Gather every line in the entries below that contains the word "collar".

Dataset records on object locations:
*-*-*
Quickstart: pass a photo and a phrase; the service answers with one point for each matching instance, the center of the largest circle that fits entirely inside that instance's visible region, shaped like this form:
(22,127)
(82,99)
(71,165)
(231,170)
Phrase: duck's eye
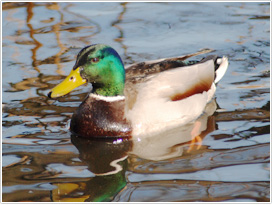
(95,60)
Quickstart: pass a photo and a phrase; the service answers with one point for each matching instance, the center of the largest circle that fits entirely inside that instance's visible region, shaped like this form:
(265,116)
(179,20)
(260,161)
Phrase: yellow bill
(72,81)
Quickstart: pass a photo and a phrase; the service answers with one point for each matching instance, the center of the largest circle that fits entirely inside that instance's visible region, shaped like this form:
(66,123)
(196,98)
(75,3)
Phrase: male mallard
(143,99)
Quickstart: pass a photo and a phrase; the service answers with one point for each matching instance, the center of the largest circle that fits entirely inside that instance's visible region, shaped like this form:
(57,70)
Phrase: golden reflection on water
(51,165)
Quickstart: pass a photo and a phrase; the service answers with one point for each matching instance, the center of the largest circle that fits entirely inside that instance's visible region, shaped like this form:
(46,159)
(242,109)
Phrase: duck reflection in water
(109,160)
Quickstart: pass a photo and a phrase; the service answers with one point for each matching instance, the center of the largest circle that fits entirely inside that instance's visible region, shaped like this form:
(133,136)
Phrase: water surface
(228,159)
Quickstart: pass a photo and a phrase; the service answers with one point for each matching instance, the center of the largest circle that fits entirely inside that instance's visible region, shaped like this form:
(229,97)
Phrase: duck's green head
(98,64)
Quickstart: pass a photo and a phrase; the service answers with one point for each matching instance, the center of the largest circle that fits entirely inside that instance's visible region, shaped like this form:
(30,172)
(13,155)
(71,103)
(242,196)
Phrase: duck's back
(162,100)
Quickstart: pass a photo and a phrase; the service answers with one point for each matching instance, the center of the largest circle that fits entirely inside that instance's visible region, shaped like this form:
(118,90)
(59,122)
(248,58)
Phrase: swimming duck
(141,99)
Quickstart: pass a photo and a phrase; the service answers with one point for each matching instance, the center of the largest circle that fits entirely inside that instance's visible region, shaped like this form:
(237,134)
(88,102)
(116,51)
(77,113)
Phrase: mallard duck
(141,99)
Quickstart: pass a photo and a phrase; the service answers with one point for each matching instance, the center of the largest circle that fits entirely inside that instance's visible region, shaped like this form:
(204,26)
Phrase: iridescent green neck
(112,79)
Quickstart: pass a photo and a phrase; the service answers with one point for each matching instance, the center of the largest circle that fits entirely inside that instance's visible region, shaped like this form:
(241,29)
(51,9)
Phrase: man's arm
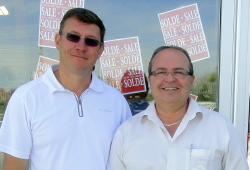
(115,162)
(235,158)
(14,163)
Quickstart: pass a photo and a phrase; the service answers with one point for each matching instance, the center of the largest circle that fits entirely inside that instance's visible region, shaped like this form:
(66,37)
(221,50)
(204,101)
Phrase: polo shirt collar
(54,85)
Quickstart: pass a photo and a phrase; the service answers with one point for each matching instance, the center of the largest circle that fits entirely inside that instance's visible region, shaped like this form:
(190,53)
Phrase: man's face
(77,57)
(170,90)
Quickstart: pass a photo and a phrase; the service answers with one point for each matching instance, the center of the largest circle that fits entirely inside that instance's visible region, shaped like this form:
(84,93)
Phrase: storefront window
(19,32)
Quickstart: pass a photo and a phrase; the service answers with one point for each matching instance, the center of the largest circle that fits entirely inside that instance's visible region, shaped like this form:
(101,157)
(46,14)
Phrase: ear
(57,41)
(100,51)
(192,79)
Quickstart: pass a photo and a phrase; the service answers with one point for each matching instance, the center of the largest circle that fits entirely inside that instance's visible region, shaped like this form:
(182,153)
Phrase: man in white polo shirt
(65,119)
(174,132)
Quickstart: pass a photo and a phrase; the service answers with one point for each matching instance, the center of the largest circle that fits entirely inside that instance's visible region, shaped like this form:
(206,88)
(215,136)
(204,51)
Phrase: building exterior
(222,75)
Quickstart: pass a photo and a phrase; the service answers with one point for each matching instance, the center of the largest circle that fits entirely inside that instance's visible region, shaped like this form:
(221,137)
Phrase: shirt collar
(53,84)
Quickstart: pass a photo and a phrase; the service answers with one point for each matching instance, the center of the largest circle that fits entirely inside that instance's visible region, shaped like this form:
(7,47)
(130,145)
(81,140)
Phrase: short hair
(191,69)
(85,16)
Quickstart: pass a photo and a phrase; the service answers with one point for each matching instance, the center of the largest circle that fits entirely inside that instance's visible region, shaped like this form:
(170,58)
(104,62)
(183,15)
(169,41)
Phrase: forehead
(170,59)
(73,24)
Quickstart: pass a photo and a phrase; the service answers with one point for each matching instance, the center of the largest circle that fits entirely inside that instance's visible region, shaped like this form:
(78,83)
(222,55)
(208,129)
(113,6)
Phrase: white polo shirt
(42,123)
(204,140)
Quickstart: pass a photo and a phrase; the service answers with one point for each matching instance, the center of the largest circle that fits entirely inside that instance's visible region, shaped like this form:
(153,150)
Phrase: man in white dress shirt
(174,132)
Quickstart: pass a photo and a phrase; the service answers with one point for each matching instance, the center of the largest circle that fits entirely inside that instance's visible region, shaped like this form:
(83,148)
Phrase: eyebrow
(166,69)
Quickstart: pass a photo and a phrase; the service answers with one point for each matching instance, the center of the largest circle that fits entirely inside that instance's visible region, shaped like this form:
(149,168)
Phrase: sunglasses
(76,38)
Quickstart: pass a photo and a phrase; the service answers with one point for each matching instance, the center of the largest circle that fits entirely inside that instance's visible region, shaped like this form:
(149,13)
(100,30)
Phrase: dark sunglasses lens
(73,38)
(91,42)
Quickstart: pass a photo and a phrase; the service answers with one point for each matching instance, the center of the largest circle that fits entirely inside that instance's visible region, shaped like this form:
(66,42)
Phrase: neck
(74,83)
(171,113)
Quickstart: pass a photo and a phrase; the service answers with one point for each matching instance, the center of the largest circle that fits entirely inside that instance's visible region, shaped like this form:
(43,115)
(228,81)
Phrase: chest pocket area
(199,159)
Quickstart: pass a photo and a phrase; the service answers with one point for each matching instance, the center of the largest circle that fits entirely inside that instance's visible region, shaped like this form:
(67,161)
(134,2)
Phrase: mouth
(77,56)
(170,88)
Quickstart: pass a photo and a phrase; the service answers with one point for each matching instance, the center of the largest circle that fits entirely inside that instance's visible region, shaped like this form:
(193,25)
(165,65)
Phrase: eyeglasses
(179,74)
(76,38)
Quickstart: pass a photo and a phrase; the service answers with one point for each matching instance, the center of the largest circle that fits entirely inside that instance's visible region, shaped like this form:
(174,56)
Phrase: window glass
(19,32)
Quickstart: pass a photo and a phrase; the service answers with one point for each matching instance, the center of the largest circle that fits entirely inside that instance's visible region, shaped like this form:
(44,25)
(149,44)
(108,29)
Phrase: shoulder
(130,125)
(220,122)
(28,87)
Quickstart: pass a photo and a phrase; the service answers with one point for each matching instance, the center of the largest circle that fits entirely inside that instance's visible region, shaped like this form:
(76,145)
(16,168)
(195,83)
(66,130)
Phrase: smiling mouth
(170,88)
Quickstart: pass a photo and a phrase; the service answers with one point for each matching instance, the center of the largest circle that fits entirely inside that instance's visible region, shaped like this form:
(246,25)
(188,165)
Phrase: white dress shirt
(204,140)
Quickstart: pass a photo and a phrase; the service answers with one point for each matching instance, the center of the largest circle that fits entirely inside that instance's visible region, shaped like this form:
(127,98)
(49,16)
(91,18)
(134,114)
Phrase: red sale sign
(51,13)
(43,64)
(121,65)
(183,27)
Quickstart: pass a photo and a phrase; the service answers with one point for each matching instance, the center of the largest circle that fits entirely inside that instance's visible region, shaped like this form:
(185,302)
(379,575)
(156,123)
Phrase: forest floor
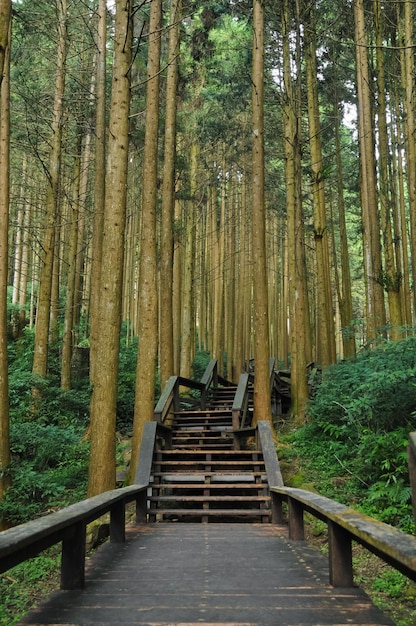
(388,589)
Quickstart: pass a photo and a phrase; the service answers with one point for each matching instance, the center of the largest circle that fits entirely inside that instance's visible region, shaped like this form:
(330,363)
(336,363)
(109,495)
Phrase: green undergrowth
(353,449)
(26,584)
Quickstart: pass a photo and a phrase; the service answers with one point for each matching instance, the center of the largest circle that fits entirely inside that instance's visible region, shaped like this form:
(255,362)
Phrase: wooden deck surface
(222,574)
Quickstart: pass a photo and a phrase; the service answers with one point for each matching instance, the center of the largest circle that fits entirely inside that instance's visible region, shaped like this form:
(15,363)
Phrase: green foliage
(376,391)
(48,470)
(29,580)
(126,386)
(355,444)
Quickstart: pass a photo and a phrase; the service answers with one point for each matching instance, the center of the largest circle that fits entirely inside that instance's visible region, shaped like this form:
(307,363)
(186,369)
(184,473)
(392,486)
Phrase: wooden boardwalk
(222,574)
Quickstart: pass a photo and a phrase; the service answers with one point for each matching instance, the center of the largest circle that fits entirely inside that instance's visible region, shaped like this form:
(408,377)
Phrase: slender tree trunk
(5,37)
(376,317)
(148,305)
(262,406)
(391,278)
(99,181)
(67,339)
(298,302)
(188,273)
(408,71)
(168,200)
(325,344)
(40,358)
(102,474)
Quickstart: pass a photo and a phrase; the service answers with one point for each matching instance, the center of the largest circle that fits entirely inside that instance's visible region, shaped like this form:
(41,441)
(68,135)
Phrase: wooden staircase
(202,478)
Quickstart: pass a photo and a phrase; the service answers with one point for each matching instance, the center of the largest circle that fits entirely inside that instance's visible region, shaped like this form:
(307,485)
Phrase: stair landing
(222,574)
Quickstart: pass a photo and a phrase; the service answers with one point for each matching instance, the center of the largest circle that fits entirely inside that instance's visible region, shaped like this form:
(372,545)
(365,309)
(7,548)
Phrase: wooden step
(201,486)
(220,478)
(255,456)
(264,514)
(188,498)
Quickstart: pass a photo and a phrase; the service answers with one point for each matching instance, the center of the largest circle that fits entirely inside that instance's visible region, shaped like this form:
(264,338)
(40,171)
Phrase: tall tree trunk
(408,72)
(99,181)
(391,278)
(376,316)
(298,301)
(148,305)
(325,344)
(262,406)
(168,199)
(102,474)
(188,272)
(344,288)
(5,37)
(67,338)
(40,358)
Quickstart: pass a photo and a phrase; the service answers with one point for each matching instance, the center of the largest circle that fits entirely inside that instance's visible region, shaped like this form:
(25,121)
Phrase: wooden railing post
(141,508)
(340,556)
(277,508)
(73,558)
(411,460)
(118,522)
(296,526)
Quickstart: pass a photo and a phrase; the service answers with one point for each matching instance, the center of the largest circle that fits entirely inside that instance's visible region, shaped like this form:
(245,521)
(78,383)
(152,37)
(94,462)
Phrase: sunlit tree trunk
(325,343)
(168,200)
(148,304)
(408,84)
(40,357)
(344,284)
(375,311)
(5,36)
(218,271)
(67,338)
(262,406)
(99,179)
(102,467)
(177,288)
(391,278)
(298,303)
(188,272)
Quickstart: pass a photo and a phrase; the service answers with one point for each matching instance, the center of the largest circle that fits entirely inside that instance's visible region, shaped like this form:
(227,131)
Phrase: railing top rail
(412,442)
(51,528)
(166,398)
(389,543)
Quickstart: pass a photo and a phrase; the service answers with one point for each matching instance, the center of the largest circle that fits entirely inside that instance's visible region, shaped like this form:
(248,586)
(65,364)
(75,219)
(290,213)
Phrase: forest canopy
(234,178)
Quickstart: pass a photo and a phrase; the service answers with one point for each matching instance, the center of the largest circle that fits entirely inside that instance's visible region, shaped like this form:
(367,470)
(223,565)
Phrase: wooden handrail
(170,396)
(69,526)
(345,525)
(240,403)
(268,448)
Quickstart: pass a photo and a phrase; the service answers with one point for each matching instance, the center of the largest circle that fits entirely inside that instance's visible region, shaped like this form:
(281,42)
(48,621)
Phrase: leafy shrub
(376,391)
(355,444)
(22,584)
(48,469)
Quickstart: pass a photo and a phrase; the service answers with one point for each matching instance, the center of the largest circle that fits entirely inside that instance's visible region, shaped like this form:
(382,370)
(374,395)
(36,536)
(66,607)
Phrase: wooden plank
(214,574)
(391,544)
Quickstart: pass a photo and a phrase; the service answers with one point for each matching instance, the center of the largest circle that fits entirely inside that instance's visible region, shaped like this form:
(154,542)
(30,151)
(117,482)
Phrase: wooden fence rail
(344,526)
(69,527)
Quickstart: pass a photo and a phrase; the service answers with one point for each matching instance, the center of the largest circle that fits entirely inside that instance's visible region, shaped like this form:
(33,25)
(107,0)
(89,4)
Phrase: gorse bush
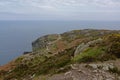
(114,44)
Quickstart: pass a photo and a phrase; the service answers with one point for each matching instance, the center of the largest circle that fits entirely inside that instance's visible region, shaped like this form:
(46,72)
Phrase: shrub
(114,44)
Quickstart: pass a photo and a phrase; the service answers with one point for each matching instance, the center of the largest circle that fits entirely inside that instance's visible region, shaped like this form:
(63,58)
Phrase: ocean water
(17,36)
*-*-*
* _Worked answer_:
Phrase: polo shirt collar
Phrase: shirt collar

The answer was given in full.